━━━━━ DATA LINES

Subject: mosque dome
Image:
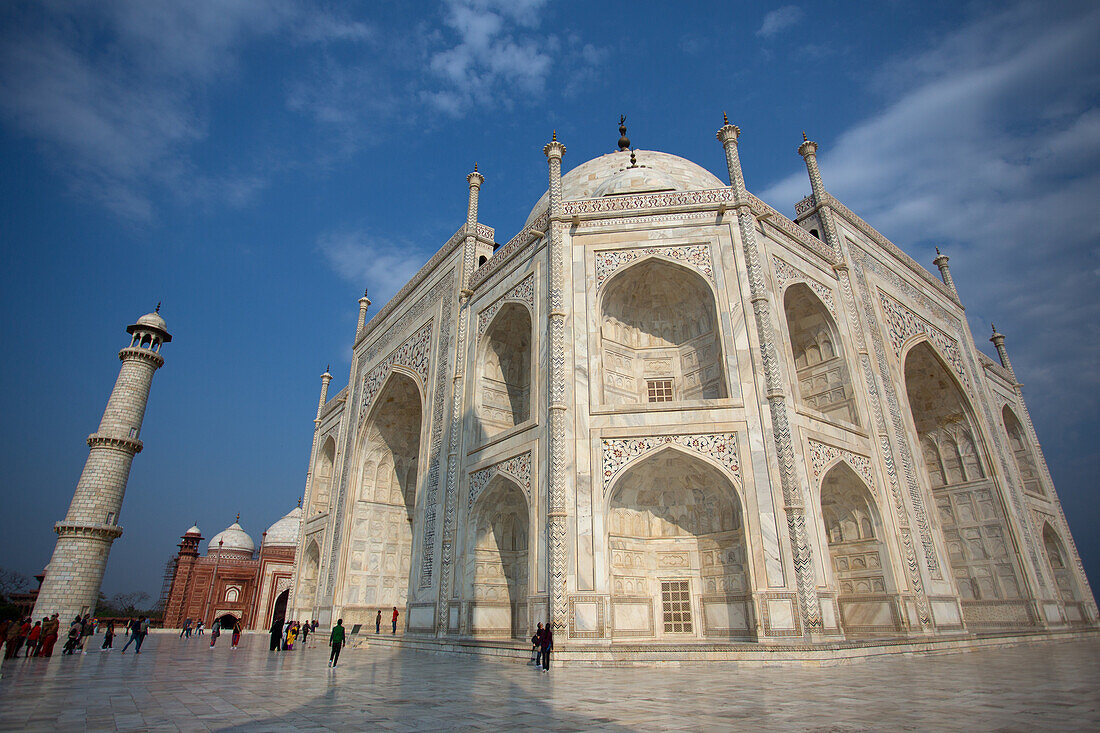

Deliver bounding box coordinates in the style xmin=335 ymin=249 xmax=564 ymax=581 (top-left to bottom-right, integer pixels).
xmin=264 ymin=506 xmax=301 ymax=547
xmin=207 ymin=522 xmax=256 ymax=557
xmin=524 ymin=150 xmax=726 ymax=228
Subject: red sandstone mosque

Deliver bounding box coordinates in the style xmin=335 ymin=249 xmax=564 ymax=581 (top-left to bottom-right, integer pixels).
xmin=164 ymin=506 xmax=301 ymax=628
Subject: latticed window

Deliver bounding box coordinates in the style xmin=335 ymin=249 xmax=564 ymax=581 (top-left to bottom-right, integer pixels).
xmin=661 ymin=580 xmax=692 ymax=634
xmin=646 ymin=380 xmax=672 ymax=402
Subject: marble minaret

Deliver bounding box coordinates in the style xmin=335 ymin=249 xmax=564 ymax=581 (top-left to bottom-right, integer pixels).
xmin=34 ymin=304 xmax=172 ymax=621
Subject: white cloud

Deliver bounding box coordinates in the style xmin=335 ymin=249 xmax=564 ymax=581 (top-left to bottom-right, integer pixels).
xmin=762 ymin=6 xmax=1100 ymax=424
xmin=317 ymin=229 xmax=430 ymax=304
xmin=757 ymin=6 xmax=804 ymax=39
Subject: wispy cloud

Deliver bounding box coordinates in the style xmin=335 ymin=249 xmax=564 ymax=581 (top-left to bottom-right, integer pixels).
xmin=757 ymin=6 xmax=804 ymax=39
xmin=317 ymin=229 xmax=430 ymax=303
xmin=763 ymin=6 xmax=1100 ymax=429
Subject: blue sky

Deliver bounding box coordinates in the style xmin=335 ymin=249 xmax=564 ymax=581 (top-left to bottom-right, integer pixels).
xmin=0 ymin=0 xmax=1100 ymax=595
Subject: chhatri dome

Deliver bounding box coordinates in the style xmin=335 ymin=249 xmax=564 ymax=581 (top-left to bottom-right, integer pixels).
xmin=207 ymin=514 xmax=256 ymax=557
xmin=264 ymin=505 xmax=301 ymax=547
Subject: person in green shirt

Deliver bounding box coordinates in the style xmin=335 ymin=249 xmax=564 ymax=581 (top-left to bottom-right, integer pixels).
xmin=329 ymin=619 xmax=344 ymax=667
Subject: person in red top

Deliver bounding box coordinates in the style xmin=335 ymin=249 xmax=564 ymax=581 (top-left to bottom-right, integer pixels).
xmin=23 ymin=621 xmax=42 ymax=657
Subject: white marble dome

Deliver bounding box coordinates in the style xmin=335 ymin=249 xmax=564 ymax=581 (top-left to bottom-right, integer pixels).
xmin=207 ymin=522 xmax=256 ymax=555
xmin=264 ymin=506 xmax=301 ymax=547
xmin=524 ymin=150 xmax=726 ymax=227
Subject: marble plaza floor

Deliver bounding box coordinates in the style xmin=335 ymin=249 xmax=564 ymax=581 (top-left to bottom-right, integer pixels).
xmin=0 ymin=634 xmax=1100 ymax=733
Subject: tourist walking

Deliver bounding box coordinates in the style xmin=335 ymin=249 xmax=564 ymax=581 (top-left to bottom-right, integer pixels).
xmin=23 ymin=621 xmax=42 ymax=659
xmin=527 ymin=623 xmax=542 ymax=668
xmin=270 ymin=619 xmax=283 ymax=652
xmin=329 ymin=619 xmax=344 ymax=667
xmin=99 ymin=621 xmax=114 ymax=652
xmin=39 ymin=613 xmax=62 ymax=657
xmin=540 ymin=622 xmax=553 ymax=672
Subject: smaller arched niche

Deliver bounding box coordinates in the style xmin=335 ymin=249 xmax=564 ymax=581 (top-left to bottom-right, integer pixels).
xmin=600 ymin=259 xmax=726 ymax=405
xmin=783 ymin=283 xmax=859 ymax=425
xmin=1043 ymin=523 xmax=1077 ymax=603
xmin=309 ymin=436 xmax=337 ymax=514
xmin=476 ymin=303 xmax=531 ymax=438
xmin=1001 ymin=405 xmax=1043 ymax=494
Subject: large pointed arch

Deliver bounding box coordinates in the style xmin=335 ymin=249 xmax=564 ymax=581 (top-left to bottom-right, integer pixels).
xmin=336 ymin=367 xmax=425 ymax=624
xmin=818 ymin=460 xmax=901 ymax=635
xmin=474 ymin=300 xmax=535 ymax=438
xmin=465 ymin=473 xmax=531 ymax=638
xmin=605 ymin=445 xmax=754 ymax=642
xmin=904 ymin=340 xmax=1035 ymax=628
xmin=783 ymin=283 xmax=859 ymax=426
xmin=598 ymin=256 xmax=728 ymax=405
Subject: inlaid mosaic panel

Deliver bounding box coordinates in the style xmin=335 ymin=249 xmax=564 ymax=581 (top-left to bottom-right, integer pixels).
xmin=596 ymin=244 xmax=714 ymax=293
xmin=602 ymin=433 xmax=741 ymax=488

━━━━━━━━━━

Reproduce the data above verbatim, from start to finish, but omit the pictures.

SOLUTION FOR THIS EXERCISE:
Subject: mosque dome
Image:

Deliver bounding box coordinates in the style xmin=335 ymin=249 xmax=564 ymax=581 (top-left to bottom-right, integer pixels).
xmin=264 ymin=506 xmax=301 ymax=547
xmin=207 ymin=522 xmax=256 ymax=557
xmin=524 ymin=150 xmax=726 ymax=228
Subject: red sandstone mosque

Deliver bounding box coordinates in the style xmin=335 ymin=249 xmax=564 ymax=581 (top-left to bottom-right, integer pixels).
xmin=164 ymin=506 xmax=301 ymax=628
Subject: latticed window

Deliver bounding box coordinates in the style xmin=335 ymin=249 xmax=564 ymax=581 (top-left to bottom-right, integer pixels).
xmin=661 ymin=580 xmax=692 ymax=634
xmin=646 ymin=380 xmax=672 ymax=402
Subject: marble minaret

Deliver bounding box coordinates in the style xmin=335 ymin=249 xmax=564 ymax=581 (top-left to bottom-right, integer pixels).
xmin=34 ymin=304 xmax=172 ymax=621
Subject: white cloud

Deliver bounding box coordinates in the style xmin=335 ymin=249 xmax=564 ymax=581 (top-left to bottom-right, integer pixels).
xmin=762 ymin=6 xmax=1100 ymax=424
xmin=317 ymin=229 xmax=430 ymax=304
xmin=757 ymin=6 xmax=804 ymax=39
Subject: wispy cloud

Deliver bounding box coordinates in the style xmin=335 ymin=249 xmax=564 ymax=581 (top-left to bottom-right, integer pixels).
xmin=757 ymin=6 xmax=804 ymax=39
xmin=317 ymin=229 xmax=430 ymax=303
xmin=763 ymin=6 xmax=1100 ymax=429
Subject: blue sky

Deliver bounding box coordinates in the style xmin=335 ymin=249 xmax=564 ymax=581 (top-left to bottom-right, integer pixels).
xmin=0 ymin=0 xmax=1100 ymax=595
Subject: chhatri dome

Deliver bounding box coordinates in the style xmin=335 ymin=249 xmax=564 ymax=581 (top-left to bottom-right, integer pixels).
xmin=207 ymin=514 xmax=256 ymax=557
xmin=264 ymin=505 xmax=301 ymax=547
Subject: person in green shirt

Deliver bounding box coordinates in the style xmin=335 ymin=249 xmax=564 ymax=581 (top-left to bottom-right, integer pixels).
xmin=329 ymin=619 xmax=344 ymax=667
Subject: person in red top

Deliver bounding box coordinates in the style xmin=335 ymin=249 xmax=564 ymax=581 (top-left to bottom-right, integer pixels).
xmin=23 ymin=621 xmax=42 ymax=657
Subject: white marble dome

Deliver bounding box coordinates in the style xmin=335 ymin=249 xmax=564 ymax=581 (top-left to bottom-right, integer pixels).
xmin=207 ymin=522 xmax=256 ymax=555
xmin=264 ymin=506 xmax=301 ymax=547
xmin=524 ymin=150 xmax=726 ymax=227
Subject: marble plaza floor

Deliver bounding box coordinates in the style xmin=335 ymin=249 xmax=564 ymax=581 (top-left to bottom-right, integer pixels).
xmin=0 ymin=634 xmax=1100 ymax=733
Subject: tourist walking

Deliver bounding box coordinates in the style xmin=335 ymin=249 xmax=564 ymax=581 (top-left to bottom-right, integer pixels).
xmin=23 ymin=621 xmax=42 ymax=659
xmin=527 ymin=623 xmax=542 ymax=668
xmin=270 ymin=619 xmax=283 ymax=652
xmin=329 ymin=619 xmax=344 ymax=667
xmin=99 ymin=621 xmax=114 ymax=652
xmin=39 ymin=613 xmax=62 ymax=657
xmin=540 ymin=622 xmax=553 ymax=672
Subject: smaller arched niche

Deliver bounding box coordinates in the style xmin=335 ymin=249 xmax=564 ymax=581 (top-left to bottom-right, integer pixels).
xmin=600 ymin=259 xmax=726 ymax=405
xmin=783 ymin=283 xmax=859 ymax=425
xmin=1043 ymin=523 xmax=1077 ymax=603
xmin=309 ymin=436 xmax=337 ymax=514
xmin=476 ymin=303 xmax=531 ymax=438
xmin=1001 ymin=405 xmax=1043 ymax=494
Subject: large pointed arch

Deliver bounding box coordinates in the style xmin=335 ymin=249 xmax=564 ymax=581 (top-left to bottom-right, integer pixels).
xmin=336 ymin=367 xmax=425 ymax=624
xmin=818 ymin=460 xmax=901 ymax=635
xmin=474 ymin=300 xmax=535 ymax=438
xmin=465 ymin=473 xmax=531 ymax=638
xmin=605 ymin=445 xmax=754 ymax=642
xmin=904 ymin=340 xmax=1035 ymax=628
xmin=783 ymin=283 xmax=859 ymax=426
xmin=598 ymin=256 xmax=728 ymax=405
Subject: inlaid mosaic panel

Deliver bounding box coordinates in the style xmin=335 ymin=249 xmax=564 ymax=581 (top-left to bottom-right, integer pixels).
xmin=596 ymin=244 xmax=714 ymax=293
xmin=602 ymin=433 xmax=741 ymax=488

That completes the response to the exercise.